[What is expected]
Pick out every line in the entries below that contains the string "beach", and copy each one. Case counts.

[Supplied material]
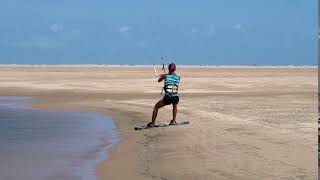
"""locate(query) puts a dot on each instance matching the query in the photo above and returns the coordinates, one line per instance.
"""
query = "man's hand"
(161, 77)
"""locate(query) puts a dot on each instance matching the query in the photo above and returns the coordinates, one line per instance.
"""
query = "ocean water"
(37, 144)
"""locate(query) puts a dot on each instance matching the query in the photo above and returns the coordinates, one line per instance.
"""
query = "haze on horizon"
(213, 32)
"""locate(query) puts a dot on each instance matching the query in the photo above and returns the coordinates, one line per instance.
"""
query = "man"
(171, 84)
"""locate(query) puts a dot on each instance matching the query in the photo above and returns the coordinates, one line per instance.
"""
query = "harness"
(171, 85)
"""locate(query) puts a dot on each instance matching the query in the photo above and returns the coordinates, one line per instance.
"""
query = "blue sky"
(216, 32)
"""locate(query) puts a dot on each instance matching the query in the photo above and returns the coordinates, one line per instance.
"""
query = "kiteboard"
(160, 125)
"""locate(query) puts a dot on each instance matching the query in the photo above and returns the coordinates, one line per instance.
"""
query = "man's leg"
(159, 105)
(174, 113)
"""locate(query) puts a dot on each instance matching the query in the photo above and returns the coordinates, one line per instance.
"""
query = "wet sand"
(246, 122)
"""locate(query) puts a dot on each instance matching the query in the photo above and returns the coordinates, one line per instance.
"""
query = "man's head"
(171, 67)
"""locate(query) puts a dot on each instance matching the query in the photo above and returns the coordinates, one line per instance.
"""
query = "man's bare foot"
(150, 124)
(173, 122)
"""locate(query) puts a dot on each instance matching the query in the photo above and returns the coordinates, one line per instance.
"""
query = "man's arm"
(162, 77)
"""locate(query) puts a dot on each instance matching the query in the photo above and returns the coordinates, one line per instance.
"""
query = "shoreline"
(151, 66)
(246, 123)
(97, 154)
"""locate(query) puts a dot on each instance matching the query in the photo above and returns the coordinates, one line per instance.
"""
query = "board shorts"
(174, 100)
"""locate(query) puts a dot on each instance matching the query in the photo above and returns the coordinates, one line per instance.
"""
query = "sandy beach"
(245, 122)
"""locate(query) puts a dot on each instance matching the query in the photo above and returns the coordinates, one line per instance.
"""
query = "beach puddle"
(39, 144)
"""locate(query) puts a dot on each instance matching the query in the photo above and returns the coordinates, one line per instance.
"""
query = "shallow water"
(51, 144)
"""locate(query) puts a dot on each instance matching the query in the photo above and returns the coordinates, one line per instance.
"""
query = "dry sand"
(246, 122)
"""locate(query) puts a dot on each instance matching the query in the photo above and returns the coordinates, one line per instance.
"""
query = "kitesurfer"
(171, 84)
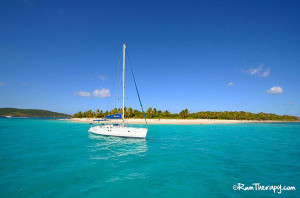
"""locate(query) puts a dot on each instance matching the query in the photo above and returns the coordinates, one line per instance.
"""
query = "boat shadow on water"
(107, 147)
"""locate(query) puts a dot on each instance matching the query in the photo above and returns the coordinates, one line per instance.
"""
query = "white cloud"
(259, 71)
(98, 93)
(255, 71)
(275, 90)
(101, 93)
(289, 103)
(229, 84)
(83, 93)
(102, 77)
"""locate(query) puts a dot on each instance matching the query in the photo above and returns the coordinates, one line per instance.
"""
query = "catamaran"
(121, 130)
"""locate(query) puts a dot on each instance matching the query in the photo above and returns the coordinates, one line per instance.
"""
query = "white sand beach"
(171, 121)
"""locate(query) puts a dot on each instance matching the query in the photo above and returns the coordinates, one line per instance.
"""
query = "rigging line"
(137, 91)
(114, 90)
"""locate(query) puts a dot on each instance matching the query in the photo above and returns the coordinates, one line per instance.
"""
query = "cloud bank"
(275, 90)
(101, 93)
(259, 71)
(97, 93)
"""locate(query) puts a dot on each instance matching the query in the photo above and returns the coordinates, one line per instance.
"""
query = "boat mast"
(123, 83)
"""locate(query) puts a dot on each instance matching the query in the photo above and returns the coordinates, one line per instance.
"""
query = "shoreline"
(174, 121)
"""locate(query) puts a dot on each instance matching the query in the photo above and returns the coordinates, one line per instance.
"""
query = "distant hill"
(14, 112)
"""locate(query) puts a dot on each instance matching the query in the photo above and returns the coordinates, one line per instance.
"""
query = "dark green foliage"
(30, 113)
(185, 114)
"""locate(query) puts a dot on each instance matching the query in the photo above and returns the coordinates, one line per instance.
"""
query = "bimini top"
(114, 116)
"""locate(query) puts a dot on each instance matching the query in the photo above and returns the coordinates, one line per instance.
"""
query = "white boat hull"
(119, 131)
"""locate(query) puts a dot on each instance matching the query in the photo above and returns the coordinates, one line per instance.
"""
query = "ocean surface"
(53, 158)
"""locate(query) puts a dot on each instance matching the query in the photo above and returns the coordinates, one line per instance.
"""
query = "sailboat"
(121, 130)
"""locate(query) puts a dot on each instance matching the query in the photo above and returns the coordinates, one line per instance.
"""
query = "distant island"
(153, 113)
(14, 112)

[Written solution]
query = "sandy beach"
query = "beach puddle"
query = "white sand beach"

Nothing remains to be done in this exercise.